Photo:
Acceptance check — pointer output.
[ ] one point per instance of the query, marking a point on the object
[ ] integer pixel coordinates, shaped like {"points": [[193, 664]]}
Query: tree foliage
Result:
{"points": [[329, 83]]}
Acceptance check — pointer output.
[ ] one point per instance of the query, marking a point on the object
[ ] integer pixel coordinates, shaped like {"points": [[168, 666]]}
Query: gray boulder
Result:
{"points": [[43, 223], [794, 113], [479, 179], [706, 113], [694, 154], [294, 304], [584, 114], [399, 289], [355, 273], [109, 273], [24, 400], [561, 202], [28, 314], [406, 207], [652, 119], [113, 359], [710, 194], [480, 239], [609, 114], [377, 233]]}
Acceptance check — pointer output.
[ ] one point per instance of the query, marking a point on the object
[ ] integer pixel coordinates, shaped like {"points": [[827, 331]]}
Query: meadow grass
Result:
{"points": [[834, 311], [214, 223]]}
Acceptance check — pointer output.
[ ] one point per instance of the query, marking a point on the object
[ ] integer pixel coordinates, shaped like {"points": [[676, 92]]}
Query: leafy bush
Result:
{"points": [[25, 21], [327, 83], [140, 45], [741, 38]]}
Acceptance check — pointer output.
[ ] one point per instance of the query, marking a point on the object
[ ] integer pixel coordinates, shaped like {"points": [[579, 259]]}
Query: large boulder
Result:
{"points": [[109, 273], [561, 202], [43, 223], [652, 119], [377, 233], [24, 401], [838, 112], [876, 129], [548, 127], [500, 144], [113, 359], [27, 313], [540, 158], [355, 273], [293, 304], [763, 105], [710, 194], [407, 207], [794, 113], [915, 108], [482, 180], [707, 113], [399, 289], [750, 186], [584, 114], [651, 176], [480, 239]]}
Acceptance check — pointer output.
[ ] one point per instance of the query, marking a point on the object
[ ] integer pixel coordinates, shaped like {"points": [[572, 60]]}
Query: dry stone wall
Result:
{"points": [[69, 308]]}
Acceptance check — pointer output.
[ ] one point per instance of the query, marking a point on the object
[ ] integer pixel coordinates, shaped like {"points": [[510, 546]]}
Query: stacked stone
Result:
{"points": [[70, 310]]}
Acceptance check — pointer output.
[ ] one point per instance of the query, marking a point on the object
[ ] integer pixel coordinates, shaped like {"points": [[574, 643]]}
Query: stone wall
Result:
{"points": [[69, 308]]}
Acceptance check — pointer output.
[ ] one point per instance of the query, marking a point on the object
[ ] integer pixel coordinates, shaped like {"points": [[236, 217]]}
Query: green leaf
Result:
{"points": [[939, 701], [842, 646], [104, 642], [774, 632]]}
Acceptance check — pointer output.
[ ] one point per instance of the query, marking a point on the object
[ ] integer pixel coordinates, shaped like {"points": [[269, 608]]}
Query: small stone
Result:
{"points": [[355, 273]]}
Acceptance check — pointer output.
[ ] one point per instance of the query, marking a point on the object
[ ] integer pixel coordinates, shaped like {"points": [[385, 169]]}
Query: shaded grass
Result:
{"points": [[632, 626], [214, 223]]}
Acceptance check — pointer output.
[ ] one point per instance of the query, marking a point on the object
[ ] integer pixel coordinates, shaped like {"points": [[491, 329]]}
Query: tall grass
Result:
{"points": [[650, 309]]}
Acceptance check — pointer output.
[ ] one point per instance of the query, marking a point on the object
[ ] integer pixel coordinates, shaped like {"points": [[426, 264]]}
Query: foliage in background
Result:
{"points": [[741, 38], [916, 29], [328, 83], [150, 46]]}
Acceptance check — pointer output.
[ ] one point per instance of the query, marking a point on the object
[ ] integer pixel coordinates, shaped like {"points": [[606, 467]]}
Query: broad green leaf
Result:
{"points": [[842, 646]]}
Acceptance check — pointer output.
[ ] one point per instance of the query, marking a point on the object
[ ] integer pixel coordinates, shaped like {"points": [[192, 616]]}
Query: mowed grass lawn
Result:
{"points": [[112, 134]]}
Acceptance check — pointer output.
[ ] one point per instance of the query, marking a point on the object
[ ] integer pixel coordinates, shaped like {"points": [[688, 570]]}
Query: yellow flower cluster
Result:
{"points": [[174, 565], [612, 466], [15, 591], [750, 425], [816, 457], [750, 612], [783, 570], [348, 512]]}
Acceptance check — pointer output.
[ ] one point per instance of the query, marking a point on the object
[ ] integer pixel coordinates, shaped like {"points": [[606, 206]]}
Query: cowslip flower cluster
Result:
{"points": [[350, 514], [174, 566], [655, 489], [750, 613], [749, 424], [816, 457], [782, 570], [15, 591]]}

+ + +

▸ **TASK DESCRIPTION**
Pull out each line of the listing above that contains the string "boulder". The match is case-sensitive.

▸ **WRITTEN ANSWER**
Query: gray boulder
Query: large boulder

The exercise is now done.